§ What this task involves:
Count the lines in the records below that contain the word "logo". Reply with the number alone.

# START OF Dataset extract

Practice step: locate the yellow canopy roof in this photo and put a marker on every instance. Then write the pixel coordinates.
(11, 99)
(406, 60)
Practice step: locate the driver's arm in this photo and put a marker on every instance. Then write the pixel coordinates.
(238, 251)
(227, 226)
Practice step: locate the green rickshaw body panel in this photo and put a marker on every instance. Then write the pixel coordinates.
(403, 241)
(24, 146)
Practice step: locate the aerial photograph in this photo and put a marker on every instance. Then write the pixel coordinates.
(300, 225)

# END OF Dataset extract
# START OF Dataset extract

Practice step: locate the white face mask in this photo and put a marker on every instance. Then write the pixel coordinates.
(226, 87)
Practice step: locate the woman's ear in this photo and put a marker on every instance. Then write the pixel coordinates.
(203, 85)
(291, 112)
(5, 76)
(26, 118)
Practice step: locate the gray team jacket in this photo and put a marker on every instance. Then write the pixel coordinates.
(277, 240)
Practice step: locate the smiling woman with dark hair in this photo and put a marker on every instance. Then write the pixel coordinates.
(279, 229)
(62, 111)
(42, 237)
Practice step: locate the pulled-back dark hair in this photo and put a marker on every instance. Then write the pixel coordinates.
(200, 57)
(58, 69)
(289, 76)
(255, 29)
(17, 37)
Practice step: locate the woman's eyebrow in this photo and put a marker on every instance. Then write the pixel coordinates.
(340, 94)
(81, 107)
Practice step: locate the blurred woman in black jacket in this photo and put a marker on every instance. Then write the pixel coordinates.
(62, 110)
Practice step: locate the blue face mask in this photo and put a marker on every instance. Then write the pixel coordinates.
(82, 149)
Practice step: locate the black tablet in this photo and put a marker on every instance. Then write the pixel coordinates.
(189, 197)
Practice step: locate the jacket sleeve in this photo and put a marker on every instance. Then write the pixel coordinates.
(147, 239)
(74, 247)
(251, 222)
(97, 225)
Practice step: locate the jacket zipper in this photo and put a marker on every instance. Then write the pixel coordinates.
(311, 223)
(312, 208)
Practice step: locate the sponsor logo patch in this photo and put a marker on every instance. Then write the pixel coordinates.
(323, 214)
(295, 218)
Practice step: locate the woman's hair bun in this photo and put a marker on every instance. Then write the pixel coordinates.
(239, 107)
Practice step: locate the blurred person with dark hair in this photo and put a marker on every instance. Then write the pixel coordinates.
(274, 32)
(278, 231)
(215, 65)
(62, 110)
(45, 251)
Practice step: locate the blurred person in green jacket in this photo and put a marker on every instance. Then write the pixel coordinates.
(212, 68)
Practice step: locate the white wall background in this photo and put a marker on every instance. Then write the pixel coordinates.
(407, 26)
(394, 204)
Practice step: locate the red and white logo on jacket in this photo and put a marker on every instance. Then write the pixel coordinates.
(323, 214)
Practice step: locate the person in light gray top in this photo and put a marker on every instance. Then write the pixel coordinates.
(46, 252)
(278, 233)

# END OF Dataset extract
# START OF Dataset extract

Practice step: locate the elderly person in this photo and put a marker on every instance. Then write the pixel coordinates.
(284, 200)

# END OF Dataset extract

§ Reply to the exercise:
2